Segment Start: Exercise inputs

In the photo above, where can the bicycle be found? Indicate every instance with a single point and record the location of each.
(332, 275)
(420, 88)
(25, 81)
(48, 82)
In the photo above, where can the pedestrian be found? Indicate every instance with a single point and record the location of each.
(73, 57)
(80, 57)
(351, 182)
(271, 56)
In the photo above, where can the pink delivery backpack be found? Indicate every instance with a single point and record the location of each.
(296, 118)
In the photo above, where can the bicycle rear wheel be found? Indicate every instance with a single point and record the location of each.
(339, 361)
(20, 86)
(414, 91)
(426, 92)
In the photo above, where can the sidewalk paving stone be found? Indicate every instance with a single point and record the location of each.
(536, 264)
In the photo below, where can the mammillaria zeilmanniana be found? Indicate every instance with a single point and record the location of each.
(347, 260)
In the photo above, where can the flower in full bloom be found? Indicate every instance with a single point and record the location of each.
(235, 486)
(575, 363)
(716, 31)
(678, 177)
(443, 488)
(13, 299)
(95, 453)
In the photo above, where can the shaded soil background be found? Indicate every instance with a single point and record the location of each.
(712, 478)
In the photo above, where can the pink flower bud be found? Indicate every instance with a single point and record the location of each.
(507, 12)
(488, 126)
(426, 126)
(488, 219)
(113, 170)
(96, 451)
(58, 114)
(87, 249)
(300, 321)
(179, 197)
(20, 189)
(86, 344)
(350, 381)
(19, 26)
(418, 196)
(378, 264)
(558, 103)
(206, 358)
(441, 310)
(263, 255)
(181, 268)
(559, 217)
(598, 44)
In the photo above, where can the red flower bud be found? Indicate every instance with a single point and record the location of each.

Segment End: Exercise inputs

■ Task prompt: Copy the entries exactly as they appear.

■ Answer box:
In the photo above, where can the bicycle be found? Indicate every instance with a single point and record the location of each.
(332, 275)
(420, 88)
(25, 81)
(48, 82)
In the photo above, where can the pedestrian be found? Indicate every instance with a single point and record the location of each.
(73, 57)
(80, 57)
(351, 182)
(271, 56)
In the photo above, where can the pink delivery backpack be found? Indicate every instance with a single point and record the location of each.
(296, 118)
In the photo above, where can the bicycle rear wheel be found? Indicate every instance with a single point and record the location of each.
(339, 361)
(20, 86)
(414, 91)
(426, 92)
In the photo above, where can the sidewalk paving stone be found? Indicate every instance with a single point and record the location of each.
(536, 264)
In the photo below, where can the mammillaria zeilmanniana be found? Indicate every instance with a single point and record the location of each.
(347, 260)
In the photo above, where can the flower in full bloom be found? Indicate every instance with a single point and record the location of each.
(235, 486)
(575, 363)
(716, 31)
(678, 177)
(443, 488)
(13, 299)
(95, 453)
In the photo above, where can the shaded soil background be found? Indicate every instance with a single point and record the location of each.
(712, 478)
In the photo above, where can the pink flower bud be found? Indicate every instance with a single point and record the location of each.
(507, 12)
(488, 126)
(426, 126)
(488, 219)
(113, 170)
(96, 451)
(58, 114)
(87, 249)
(300, 321)
(179, 197)
(20, 189)
(86, 344)
(350, 381)
(19, 26)
(418, 196)
(378, 264)
(558, 103)
(206, 358)
(441, 310)
(263, 255)
(181, 268)
(559, 217)
(598, 44)
In the photo above, where can the red flower bud be found? Indicate every instance with a single point and record the location of each.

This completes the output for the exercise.